Could you copy each line of the entries that contains "right"?

Provided material >>
-- Opening Marker --
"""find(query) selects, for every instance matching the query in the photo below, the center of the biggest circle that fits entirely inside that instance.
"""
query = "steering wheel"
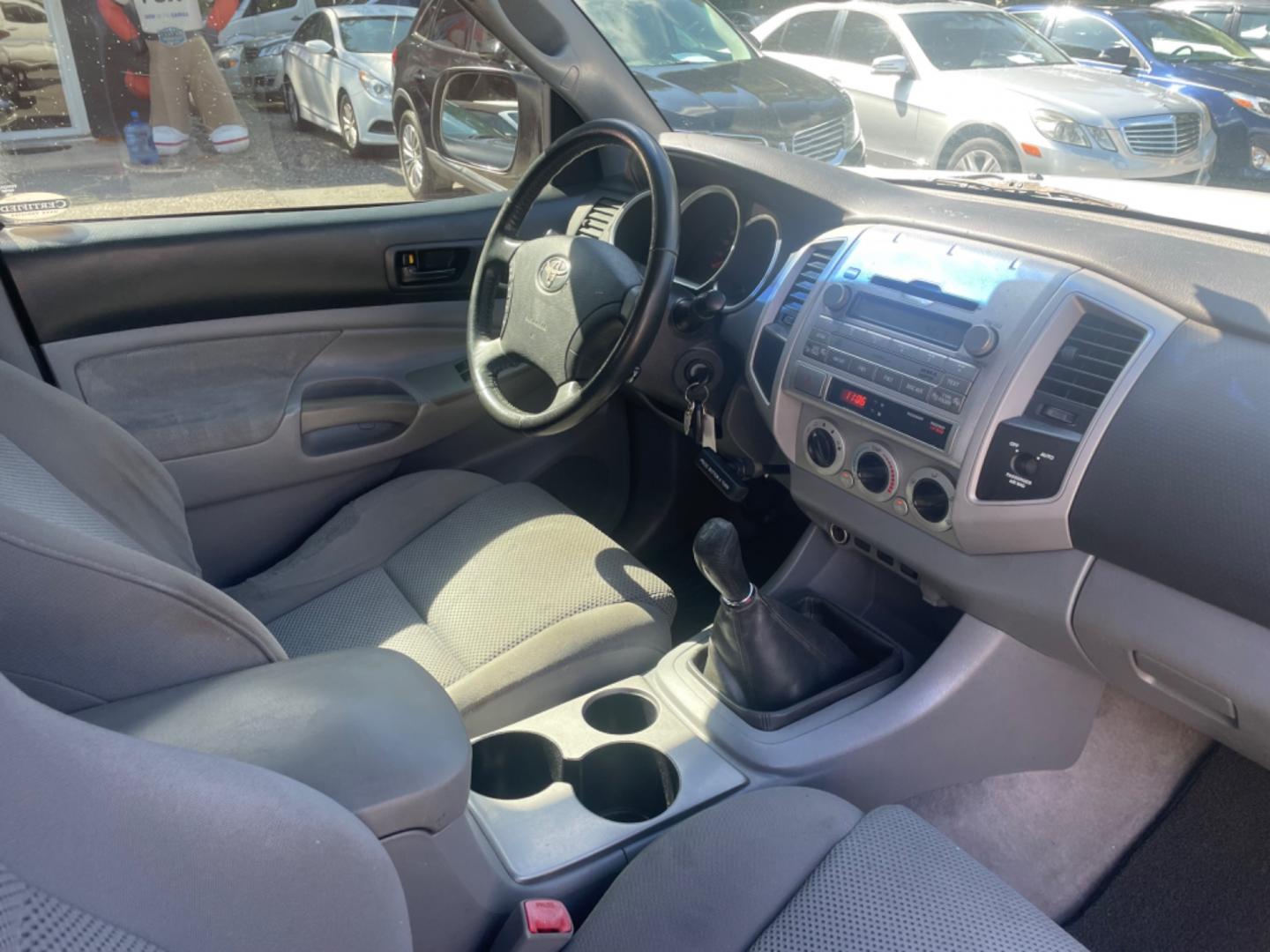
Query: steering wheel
(578, 309)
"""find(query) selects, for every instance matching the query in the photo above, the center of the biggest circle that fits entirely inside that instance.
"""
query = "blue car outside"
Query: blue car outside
(1183, 54)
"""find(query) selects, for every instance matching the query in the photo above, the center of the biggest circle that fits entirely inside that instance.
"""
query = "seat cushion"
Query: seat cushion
(499, 591)
(800, 871)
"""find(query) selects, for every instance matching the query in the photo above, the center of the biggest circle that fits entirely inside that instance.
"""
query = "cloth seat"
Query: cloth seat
(796, 870)
(498, 591)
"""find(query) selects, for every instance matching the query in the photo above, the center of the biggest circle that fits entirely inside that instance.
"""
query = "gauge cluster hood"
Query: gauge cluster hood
(1236, 210)
(1232, 77)
(759, 97)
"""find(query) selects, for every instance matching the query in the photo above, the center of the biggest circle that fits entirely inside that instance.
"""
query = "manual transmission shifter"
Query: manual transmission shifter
(764, 655)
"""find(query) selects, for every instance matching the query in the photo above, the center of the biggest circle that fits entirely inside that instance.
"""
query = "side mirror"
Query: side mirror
(894, 65)
(488, 118)
(1117, 55)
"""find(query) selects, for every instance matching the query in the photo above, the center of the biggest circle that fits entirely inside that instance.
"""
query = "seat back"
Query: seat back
(101, 594)
(115, 843)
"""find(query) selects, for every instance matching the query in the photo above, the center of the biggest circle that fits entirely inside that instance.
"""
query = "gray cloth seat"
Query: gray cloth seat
(116, 844)
(796, 870)
(498, 591)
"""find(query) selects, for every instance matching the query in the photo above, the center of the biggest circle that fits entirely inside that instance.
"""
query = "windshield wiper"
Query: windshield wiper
(1013, 188)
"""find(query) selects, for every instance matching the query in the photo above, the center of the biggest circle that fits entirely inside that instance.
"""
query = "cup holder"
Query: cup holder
(626, 782)
(621, 712)
(516, 764)
(623, 782)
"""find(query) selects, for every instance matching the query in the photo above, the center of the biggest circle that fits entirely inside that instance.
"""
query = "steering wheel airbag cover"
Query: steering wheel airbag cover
(559, 287)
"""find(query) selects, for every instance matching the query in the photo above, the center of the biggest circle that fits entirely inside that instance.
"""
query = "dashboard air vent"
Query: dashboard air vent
(598, 217)
(1085, 369)
(811, 273)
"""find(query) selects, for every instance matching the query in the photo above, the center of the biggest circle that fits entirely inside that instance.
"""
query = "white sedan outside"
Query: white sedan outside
(338, 72)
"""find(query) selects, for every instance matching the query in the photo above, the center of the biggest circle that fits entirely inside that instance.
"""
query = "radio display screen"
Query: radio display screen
(920, 323)
(930, 429)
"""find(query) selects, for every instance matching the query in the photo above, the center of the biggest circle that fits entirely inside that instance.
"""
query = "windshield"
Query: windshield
(649, 33)
(959, 40)
(101, 120)
(372, 34)
(1177, 38)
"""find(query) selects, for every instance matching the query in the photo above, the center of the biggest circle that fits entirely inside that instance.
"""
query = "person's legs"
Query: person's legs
(169, 98)
(213, 100)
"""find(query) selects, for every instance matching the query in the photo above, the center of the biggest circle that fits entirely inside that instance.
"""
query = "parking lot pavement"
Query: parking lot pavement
(282, 169)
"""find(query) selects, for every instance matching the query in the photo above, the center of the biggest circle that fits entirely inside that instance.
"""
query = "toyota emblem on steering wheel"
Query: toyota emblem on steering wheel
(554, 273)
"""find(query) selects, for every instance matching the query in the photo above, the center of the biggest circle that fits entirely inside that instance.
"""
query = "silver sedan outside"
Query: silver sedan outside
(338, 72)
(958, 86)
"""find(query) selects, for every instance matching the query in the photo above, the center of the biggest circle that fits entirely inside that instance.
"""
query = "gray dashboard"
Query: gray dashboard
(921, 351)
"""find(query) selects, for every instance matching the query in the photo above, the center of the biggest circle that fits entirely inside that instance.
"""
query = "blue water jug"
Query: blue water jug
(140, 143)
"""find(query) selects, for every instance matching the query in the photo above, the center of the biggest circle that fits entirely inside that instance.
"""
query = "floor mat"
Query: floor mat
(1200, 877)
(1054, 836)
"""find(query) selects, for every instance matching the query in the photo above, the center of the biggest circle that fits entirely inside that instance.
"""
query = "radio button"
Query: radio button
(888, 378)
(915, 389)
(930, 358)
(945, 401)
(862, 368)
(810, 380)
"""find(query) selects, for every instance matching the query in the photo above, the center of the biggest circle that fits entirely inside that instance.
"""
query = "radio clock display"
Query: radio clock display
(854, 398)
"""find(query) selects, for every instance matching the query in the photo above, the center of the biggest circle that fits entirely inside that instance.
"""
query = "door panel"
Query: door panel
(280, 365)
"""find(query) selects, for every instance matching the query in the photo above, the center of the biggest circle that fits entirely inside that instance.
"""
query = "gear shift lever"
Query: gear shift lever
(762, 655)
(716, 550)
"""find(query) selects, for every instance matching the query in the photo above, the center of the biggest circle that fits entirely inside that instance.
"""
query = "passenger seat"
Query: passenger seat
(113, 843)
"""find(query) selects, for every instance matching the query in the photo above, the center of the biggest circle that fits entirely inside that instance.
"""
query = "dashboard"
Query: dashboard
(725, 242)
(1045, 418)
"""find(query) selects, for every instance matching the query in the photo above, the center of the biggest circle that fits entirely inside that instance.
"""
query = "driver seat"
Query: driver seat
(505, 597)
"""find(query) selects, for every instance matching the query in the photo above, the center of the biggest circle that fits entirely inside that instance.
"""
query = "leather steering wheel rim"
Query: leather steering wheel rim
(602, 285)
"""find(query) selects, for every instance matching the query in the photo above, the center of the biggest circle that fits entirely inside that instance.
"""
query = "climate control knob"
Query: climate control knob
(877, 471)
(932, 494)
(834, 297)
(981, 340)
(825, 447)
(820, 450)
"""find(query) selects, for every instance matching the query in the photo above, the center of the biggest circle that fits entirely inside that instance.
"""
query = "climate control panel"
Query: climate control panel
(875, 471)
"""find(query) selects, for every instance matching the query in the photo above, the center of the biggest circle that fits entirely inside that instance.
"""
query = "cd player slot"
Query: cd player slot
(907, 319)
(912, 423)
(925, 290)
(920, 375)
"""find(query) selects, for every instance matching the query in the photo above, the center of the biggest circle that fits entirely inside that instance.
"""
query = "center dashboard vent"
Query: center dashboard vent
(811, 273)
(600, 217)
(1085, 369)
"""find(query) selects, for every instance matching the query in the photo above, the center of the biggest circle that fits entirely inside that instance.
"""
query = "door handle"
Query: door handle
(326, 413)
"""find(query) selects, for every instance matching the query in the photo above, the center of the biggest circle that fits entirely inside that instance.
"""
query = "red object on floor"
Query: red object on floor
(546, 915)
(138, 84)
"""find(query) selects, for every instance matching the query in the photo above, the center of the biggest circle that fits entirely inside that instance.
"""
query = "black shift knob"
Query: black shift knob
(718, 553)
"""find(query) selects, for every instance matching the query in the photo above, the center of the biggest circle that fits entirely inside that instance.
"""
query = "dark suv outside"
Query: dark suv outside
(698, 70)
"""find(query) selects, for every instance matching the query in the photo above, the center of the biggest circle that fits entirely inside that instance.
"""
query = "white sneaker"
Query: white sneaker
(230, 138)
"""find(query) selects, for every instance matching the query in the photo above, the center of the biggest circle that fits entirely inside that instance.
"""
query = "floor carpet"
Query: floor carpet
(1054, 836)
(1199, 880)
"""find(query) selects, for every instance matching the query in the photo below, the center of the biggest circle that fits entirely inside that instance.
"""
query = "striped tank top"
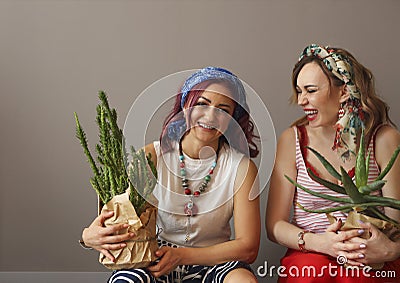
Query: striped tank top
(318, 222)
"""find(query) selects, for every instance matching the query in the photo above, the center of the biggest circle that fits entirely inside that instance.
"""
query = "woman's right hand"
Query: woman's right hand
-- Closing Marker --
Written answer >>
query = "woman's right hand"
Query: woman's right hand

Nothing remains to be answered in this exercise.